---------- SOURCE DATA

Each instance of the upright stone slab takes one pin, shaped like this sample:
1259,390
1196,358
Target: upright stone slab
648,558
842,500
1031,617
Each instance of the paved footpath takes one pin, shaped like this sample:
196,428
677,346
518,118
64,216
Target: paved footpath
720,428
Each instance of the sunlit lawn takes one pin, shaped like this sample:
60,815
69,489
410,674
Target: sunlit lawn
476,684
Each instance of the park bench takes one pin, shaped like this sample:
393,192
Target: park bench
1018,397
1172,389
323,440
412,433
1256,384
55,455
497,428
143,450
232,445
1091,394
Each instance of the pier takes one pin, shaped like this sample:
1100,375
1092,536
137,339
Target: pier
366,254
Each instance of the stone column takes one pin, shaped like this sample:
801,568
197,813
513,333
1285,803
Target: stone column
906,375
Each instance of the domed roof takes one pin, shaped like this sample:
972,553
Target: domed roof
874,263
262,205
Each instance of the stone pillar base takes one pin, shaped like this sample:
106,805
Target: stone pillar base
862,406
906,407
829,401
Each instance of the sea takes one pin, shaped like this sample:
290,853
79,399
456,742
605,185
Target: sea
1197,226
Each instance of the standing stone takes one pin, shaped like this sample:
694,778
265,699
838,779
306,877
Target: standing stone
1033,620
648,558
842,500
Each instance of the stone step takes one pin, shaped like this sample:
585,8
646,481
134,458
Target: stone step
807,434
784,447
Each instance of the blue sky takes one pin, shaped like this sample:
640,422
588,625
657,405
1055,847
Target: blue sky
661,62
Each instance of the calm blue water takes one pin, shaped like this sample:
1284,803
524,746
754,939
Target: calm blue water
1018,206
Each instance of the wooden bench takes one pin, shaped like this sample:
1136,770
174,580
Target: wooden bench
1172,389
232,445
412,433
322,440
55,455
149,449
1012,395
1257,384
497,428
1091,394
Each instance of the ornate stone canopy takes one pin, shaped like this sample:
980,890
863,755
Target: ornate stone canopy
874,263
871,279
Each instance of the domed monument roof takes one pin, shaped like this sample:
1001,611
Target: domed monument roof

--------------------

• PROBLEM DESCRIPTION: Only the lines above that hold "monument" are wanted. Show every one of them.

• OUTPUT:
Each instance of the domed monument roof takes one pin, shaped like this sample:
Target: domed monument roof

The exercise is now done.